Of particular interest is the discussion of how much difference a loss at Midway would have made in the long run.


  1. That discussion leaves out time scale issues. It takes nearly two years to go over to a war footing fully (something Tojo knew). That means that “American war-making potential was still around seven times larger than Japan’s” is only accurate as of late 1943, and there was “only” a smaller immediately accessible superiority of, what, two or three to one as of late 1941 just before the attack? That means that the Japanese war plan, while still a very long shot, was not 100% unrealistic. To have succeeded, they would have needed a complete knock out early on, followed by a negotiated peace before things turned around – unlikely, but not impossible if other things had turned up to preoccupy the US war effort, say in Europe, and if the very means they used to attempt a knock out hadn’t ruled that out.

  2. A loss at Midway was not possible … at worst, some Jap carriers would have gotten back severely damaged.

    While at the same time, all under construction US BB and cruiser keels had been converted on the fly to CVs.

    The US had broken their crypto … and had actually learned the lesson of Pearl Harbor … that CVs ruled.

    The Japanese didn’t figure the crypto part out … and they were still under the delusion that BBs and cruisers still had a role to play.

  3. Basically, the US brought no BBs to Midway … and the Imperial Navy brought a bunch of them. But the advantage of their loss of crypto is difficult to imagine.

    Avalon Hill use to offer a Midway game, but they had to drop it. Have the Japanese player know the US fleet was there in the area was an insolvable play balance challenge.

  4. P.M. Lawrence correct about the time factor, but do you honestly believe that the Americans would roll over that easy? The speech given by the President made sure that would not happen. Second if they did not go to Europe Japan would have much greater effort put towards them. As it was Japan all most got to the peace deal with the Americans. The turning point was Iwo Jima and the American people re-energized to take the fight to Japan.

  5. I agree somewhat with the first poster. The Japanese did not go to war with us expecting to win in the sense that they would take over the US. They wanted a quick, knock-out blow of our Pacific Fleet at Pearl Harbor which would leave them with naval supremacy in the Pacific.

■ ■ ■ ■ ■ ■ ■

> [Directions]: Please rewrite the stretch of the Midway discussion from "3. Basically, the" through "difficult to imagine.", putting "Japanese Navy" wherever "Imperial Navy" appears.

Point labeling rows
■ ■ ■ ■ ■ ■ ■

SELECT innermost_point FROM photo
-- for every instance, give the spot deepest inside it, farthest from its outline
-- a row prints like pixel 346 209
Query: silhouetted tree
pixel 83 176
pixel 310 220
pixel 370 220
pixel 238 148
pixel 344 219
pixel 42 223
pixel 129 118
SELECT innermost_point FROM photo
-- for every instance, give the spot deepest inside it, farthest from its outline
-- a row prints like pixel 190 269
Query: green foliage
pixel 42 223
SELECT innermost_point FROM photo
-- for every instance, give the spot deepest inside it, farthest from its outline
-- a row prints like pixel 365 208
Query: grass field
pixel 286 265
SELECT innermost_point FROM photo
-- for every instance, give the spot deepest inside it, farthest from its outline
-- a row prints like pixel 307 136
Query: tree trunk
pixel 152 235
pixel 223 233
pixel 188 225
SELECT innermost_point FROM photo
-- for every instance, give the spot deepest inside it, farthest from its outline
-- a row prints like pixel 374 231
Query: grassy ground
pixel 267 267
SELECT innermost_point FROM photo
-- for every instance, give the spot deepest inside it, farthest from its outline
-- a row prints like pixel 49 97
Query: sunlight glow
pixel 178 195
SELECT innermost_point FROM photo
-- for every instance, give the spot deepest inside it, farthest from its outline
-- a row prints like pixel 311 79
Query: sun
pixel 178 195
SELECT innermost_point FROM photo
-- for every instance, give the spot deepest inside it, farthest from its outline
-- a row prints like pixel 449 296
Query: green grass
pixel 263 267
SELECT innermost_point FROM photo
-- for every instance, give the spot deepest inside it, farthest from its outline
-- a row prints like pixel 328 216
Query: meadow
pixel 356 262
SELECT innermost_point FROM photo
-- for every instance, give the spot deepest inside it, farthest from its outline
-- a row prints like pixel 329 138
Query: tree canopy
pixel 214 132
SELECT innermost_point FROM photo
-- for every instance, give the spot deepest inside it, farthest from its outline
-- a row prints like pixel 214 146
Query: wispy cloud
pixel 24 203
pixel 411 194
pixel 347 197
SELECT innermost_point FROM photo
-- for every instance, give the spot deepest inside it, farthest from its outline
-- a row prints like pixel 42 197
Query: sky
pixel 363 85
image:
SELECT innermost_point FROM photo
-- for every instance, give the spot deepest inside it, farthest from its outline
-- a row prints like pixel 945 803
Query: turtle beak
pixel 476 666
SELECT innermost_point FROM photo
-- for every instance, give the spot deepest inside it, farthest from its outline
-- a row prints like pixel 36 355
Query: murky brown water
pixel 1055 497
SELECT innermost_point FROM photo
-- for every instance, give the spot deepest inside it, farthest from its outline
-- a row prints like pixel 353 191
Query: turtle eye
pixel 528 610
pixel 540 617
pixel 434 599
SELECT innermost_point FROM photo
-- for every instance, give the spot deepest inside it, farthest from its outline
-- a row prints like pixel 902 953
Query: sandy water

■ ■ ■ ■ ■ ■ ■

> [Solution below]:
3. Basically, the US brought no BBs to Midway … and the Japanese Navy brought a bunch of them. But the advantage of their loss of crypto is difficult to imagine.